WORK TO BE COMPLETED:
Please filter the records below, copying out every line that contains the word "instance".

DATA EXCERPTS:

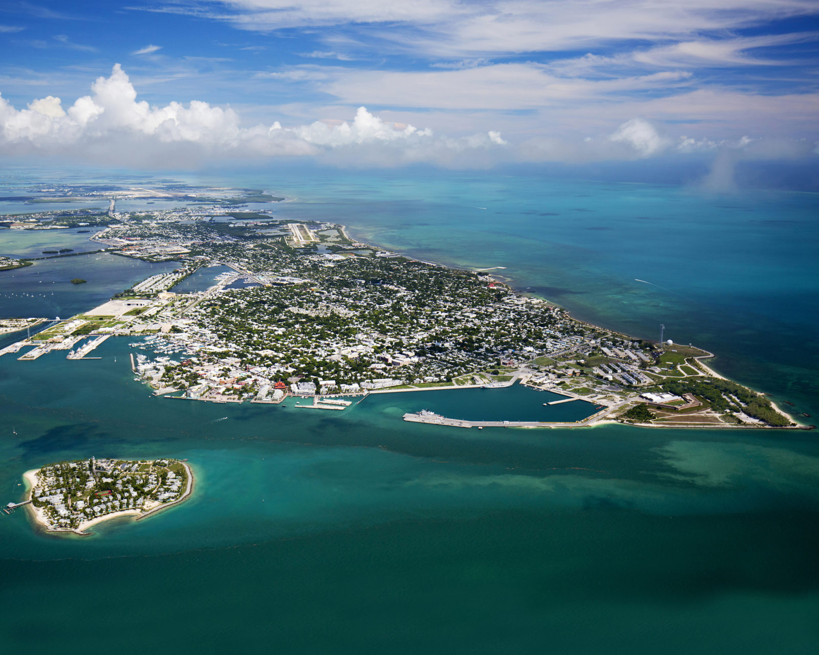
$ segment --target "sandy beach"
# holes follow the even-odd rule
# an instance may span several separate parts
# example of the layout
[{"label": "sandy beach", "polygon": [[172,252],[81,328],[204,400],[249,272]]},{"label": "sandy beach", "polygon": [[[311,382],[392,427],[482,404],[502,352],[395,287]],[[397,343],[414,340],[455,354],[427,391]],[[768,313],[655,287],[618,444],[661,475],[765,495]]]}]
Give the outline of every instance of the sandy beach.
==
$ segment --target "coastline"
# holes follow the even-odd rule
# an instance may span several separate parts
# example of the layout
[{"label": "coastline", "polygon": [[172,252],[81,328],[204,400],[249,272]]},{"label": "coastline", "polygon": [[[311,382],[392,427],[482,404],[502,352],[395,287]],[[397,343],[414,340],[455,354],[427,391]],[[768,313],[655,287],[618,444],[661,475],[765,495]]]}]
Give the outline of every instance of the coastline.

ANSWER TO THE TASK:
# an instance may span several separate parts
Give the outline of every instance of the sandy beach.
# an instance may span several separate parts
Give the outline of every instance of the coastline.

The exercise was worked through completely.